▶ To be done
Exact copies are required of the lines from the line containing "Target: open van door" through the final line of the listing, both included, and of no other lines.
** start **
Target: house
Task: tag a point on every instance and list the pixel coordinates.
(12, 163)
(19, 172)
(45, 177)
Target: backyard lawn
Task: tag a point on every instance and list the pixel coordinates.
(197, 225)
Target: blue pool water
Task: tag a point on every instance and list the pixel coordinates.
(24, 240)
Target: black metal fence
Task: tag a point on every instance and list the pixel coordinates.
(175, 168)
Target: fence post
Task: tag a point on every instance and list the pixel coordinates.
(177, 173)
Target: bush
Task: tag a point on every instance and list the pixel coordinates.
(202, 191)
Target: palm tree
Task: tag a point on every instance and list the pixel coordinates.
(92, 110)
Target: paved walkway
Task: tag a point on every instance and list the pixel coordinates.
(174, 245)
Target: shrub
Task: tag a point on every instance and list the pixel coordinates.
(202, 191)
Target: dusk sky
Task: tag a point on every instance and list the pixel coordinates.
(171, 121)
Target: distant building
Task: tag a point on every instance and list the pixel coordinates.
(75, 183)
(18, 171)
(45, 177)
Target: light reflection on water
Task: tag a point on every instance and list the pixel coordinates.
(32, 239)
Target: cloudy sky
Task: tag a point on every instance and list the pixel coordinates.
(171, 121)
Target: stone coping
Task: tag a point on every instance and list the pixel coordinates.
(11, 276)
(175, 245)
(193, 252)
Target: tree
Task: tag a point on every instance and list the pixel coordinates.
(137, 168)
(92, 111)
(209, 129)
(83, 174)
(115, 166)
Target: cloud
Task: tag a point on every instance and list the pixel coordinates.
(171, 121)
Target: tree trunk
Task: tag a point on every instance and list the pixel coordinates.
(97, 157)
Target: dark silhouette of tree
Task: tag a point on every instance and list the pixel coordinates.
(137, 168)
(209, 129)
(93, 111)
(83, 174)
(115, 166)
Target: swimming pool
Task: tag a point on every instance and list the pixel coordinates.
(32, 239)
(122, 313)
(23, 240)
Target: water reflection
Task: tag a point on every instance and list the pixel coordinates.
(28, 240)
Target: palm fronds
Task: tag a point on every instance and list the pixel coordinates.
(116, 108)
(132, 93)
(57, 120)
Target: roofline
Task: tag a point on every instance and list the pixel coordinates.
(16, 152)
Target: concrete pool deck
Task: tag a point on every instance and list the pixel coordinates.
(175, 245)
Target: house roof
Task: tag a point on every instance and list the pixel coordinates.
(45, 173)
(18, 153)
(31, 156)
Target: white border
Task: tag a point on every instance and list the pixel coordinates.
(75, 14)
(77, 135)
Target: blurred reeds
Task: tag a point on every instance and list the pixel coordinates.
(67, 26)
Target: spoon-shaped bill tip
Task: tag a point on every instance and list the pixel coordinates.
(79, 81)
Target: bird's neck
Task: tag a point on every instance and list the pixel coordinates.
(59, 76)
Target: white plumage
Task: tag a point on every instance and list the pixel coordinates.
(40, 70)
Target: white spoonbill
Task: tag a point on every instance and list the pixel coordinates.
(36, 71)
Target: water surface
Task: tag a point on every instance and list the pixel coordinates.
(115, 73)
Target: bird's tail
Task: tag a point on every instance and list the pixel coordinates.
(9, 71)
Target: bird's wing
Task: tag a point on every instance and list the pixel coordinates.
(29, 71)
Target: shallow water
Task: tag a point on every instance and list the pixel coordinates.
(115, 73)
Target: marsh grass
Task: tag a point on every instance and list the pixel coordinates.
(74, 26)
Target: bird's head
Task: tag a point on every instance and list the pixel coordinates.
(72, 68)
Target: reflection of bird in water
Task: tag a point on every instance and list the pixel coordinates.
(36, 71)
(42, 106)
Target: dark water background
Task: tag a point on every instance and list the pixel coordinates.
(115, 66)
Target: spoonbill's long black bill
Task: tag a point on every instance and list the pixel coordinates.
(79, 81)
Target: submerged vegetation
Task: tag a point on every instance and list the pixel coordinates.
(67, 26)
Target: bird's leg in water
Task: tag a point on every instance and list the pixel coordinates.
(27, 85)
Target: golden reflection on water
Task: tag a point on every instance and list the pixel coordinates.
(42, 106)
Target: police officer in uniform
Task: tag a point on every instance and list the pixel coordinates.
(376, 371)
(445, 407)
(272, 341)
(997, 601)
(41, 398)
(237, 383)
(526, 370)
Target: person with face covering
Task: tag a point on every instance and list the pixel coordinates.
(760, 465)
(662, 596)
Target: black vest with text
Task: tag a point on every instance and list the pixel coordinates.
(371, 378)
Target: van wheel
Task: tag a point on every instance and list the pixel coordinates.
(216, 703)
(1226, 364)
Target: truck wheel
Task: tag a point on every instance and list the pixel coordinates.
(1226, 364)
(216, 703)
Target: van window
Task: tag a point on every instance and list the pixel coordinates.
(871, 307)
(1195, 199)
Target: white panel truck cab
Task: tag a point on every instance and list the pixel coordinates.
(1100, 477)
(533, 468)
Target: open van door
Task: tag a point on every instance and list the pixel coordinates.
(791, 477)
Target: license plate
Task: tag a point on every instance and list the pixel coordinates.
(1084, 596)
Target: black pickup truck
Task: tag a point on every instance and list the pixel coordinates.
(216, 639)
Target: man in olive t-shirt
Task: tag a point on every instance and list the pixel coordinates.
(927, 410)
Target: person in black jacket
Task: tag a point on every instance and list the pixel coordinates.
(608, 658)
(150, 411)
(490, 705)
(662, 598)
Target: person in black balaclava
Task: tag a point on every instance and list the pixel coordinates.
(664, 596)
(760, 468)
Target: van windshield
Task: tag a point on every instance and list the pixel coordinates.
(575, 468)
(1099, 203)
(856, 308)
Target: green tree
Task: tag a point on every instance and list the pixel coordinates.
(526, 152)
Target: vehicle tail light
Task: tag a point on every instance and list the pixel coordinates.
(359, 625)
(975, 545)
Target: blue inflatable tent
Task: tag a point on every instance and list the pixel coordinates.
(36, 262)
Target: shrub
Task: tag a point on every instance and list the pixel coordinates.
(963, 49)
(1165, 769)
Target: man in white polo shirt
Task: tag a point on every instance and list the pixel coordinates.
** end **
▶ Exercise answer
Target: open van door
Task: tag a point on every instance and list the pixel coordinates.
(791, 477)
Target: license plate
Task: tag a point on every instance and list the pixel coordinates.
(1084, 596)
Target: black pickup truck
Task: tag a point on every instance and list the pixel coordinates.
(216, 639)
Target: man in olive t-shirt
Task: tag a point on every instance and list the pixel coordinates.
(927, 410)
Target: person in black jacket
Task: tag a point on every instance and list the pixel coordinates.
(608, 658)
(150, 411)
(490, 705)
(662, 598)
Target: person in black balaclava
Task: tag a point on every instance and list the pixel coordinates.
(664, 596)
(760, 468)
Target: van windshield
Task: tag a point on every instance and list the pixel coordinates.
(575, 468)
(1099, 203)
(856, 308)
Target: green tree
Task: tag a point on every instance and list the pixel coordinates.
(526, 152)
Target: vehicle tail light
Task: tag a point on every instance and list the pixel coordinates.
(359, 625)
(975, 545)
Target: blue inflatable tent
Task: tag a point on every instance and list the pixel coordinates.
(36, 262)
Target: shrub
Task: tag a point on every instance and list the pixel coordinates.
(963, 49)
(1165, 769)
Target: man in white polo shirt
Task: tag a point on every instance and list the pixel coordinates.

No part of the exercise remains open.